We observe that both Equation (8) and Equation (10) contain the computation of cell density map D. Due to the heavy load of the density map operator, performing a common sub-operator extraction in Equation (10) will naturally boost the performance. As shown in Figure 2(a), we first compute the cell density map D and the filler density map  $D_{fl}$  separately. We then adopt the elementwise add operator to compute the total density map  $\tilde{D}$  and apply the overflow operator to calculate OVFL. Note that overflow ratio computation is needed for updating parameters in each GP iteration. The proposed sub-operator extraction technique will reduce the total computation time of the cell density map D and achieve a visible improvement in the total GPU execution time.

3.1.3 Operator Reduction. PyTorch[15] is a well-known deep learning library that provides a lot of built-in differentiable operators (e.g. element-wise addition, matrix multiplication, convolution, etc.). In forward propagation, users can apply the provided/user-defined operators to construct a neural network or a gradient-based optimization. In backward propagation, an automatic differentiation (autograd) engine is invoked to compute derivatives automatically. Although PyTorch makes development convenient, there are technical details that need to be carefully considered when building a global placer using PyTorch.

#####

▶ [PROBLEM TO SOLVE]
State whether each statement agrees with the excerpt on density maps and operator reduction, answering yes or no and quoting the deciding words: (a) Overflow ratio computation is needed in every GP iteration. (b) The autograd engine is invoked during forward propagation. (c) The density map operator is described as lightweight.

#####

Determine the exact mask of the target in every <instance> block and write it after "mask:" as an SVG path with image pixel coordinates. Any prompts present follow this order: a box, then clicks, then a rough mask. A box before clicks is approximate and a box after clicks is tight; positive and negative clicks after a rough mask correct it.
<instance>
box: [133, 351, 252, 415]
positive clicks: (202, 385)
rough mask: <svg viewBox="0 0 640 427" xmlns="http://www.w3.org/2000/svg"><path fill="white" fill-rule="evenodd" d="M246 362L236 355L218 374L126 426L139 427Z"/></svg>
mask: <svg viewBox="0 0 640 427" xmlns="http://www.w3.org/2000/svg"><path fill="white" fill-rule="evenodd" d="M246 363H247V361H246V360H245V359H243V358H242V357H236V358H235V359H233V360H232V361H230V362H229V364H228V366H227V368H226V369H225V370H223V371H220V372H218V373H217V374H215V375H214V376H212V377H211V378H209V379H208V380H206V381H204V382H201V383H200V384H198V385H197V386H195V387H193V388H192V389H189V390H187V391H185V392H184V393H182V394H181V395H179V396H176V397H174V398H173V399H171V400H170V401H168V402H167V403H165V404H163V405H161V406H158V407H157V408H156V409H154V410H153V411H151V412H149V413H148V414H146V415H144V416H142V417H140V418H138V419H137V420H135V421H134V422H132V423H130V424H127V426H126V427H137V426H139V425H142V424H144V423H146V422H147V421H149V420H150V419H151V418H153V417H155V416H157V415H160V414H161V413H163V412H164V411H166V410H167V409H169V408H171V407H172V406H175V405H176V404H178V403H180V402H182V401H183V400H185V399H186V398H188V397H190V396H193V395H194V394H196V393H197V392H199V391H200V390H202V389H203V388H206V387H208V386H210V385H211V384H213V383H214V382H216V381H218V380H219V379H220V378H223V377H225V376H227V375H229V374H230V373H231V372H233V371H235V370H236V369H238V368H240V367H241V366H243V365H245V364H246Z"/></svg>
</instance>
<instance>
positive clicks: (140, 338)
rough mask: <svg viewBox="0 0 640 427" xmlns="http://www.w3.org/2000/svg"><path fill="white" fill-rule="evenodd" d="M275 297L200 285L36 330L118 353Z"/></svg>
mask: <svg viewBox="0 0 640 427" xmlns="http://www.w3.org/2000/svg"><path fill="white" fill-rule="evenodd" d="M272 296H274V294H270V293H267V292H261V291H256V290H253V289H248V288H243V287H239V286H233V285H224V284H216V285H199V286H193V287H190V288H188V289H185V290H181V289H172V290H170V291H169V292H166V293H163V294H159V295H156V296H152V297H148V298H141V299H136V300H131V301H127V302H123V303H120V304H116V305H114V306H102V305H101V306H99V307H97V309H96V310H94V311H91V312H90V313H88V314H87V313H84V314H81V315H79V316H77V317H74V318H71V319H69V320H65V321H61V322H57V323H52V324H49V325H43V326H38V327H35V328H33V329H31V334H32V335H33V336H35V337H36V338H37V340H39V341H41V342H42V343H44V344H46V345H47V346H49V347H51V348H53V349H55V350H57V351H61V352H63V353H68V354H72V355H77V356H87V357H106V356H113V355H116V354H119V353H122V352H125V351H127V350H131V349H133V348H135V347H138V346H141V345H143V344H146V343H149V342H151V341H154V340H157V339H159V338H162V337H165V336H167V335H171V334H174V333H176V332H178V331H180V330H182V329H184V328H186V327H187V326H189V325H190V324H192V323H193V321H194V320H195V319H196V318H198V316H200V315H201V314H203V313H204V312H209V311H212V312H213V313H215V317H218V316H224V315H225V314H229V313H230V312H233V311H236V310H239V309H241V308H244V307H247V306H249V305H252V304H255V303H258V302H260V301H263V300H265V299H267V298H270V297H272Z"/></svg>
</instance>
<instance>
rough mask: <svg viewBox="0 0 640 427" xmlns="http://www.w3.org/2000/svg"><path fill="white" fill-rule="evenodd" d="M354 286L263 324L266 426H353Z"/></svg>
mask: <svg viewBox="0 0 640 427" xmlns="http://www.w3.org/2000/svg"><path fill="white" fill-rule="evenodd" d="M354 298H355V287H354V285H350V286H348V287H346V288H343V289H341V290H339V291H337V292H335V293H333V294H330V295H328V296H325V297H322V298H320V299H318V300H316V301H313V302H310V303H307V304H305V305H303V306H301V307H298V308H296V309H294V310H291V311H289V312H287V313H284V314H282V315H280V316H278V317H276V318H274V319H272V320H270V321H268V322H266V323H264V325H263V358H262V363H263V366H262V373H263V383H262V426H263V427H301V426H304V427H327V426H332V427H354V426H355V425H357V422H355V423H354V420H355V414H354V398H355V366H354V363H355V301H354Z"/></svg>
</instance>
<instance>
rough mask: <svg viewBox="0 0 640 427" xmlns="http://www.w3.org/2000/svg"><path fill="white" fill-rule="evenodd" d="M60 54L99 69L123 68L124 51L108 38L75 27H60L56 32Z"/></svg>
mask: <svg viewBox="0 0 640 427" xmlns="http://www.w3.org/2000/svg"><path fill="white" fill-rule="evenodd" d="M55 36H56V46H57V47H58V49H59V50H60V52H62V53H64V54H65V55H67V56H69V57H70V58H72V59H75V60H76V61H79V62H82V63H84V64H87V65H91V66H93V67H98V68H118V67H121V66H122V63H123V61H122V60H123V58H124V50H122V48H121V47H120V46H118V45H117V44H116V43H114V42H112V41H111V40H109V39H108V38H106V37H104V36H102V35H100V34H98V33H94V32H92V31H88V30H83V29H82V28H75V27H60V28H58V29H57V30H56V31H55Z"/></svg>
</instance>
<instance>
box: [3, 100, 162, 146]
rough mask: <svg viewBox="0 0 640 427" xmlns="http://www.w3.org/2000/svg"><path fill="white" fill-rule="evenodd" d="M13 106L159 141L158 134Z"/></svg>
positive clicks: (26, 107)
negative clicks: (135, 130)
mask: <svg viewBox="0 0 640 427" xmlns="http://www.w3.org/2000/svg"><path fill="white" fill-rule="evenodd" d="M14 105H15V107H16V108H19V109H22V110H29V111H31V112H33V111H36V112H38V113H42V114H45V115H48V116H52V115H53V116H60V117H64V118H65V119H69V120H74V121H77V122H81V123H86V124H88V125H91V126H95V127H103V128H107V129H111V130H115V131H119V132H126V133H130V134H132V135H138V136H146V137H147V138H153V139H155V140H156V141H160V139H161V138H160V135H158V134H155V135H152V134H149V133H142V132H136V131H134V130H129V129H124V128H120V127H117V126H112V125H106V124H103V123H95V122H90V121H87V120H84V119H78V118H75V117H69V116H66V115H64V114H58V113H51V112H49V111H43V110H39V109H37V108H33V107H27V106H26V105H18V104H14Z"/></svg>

#####

▶ [TASK RESPONSE]
(a) Yes: "Note that overflow ratio computation is needed for updating parameters in each GP iteration."
(b) No: "In backward propagation, an automatic differentiation (autograd) engine is invoked to compute derivatives automatically."
(c) No: "Due to the heavy load of the density map operator"